**Consigne 1:**
D'après le texte de la page, que deviennent le week-end ceux dont le métier est d'écrire ?
**Consigne 2:**
Selon le texte de la page, pourquoi certaines personnes alignent-elles mots et phrases chaque jour pendant leurs heures de bureau ?

**Texte de la page:**
——————————

Pourquoi écrire chaque jour ?
Qui aurait l'idée d'écrire chaque jour s'il n'était poussé par la nécessité de le faire ?
Que d'aucuns, dont c'est le métier, s'astreignent à aligner mots et phrases pendant leurs heures de bureau, parce qu'ils sont payés pour cela, me semble aussi logique que le fait pour un balayeur de balayer et pour un fabricant de voitures de fabriquer des voitures: il est des métiers pour lesquels il faut écrire chaque jour
parce que c'est stipulé sur un contrat de travail, et voilà. Le week-end, exit la corvée d'écriture, on reprendra le collier, et le clavier, Lundi.

——————————

**Entrées fournies:**
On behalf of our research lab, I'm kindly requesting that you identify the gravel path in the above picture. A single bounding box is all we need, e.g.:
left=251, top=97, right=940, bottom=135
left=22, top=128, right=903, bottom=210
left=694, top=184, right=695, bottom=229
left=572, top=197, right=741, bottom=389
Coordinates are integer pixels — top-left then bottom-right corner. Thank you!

——————————

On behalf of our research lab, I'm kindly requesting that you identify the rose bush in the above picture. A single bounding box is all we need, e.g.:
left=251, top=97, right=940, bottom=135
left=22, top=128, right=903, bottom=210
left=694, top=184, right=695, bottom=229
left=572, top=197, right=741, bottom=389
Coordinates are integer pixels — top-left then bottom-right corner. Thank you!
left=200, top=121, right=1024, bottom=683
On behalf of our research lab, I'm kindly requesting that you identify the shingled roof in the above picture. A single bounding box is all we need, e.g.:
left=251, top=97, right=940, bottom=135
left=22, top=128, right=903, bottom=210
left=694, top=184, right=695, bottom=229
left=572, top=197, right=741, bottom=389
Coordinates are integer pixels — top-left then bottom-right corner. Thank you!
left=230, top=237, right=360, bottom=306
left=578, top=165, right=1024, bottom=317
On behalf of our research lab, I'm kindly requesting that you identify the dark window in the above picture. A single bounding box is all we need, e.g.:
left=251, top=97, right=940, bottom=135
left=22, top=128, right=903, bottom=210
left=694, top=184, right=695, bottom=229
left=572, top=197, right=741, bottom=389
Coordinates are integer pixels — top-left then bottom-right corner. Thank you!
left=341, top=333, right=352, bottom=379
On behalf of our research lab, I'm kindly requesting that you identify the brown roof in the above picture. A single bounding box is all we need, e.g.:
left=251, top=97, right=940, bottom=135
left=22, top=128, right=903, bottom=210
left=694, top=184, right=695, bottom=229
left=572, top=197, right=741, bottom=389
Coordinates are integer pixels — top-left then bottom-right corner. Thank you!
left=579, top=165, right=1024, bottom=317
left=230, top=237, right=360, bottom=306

——————————

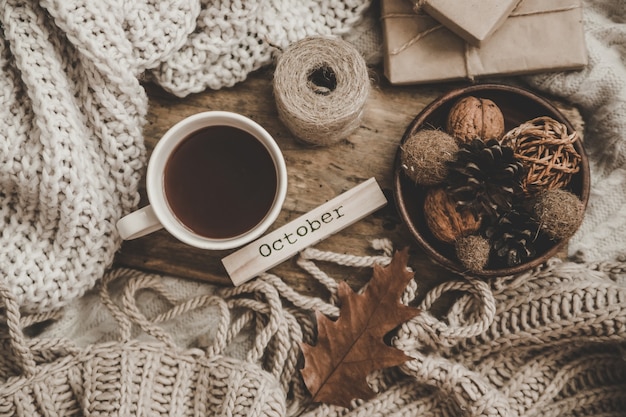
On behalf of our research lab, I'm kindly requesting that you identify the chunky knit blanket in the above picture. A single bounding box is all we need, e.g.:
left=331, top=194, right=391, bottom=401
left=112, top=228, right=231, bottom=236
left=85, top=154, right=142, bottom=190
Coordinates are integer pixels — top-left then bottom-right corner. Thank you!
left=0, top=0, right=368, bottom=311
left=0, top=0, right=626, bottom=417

——————————

**Réponse rédigée 1:**
Ils laissent de côté la corvée d'écriture et ne reprennent le collier, et le clavier, que le lundi.

**Réponse rédigée 2:**
Écrire est leur métier : elles sont payées pour cela, et c'est stipulé dans leur contrat de travail. L'auteur juge cela aussi logique qu'un balayeur qui balaie ou qu'un fabricant de voitures qui fabrique des voitures.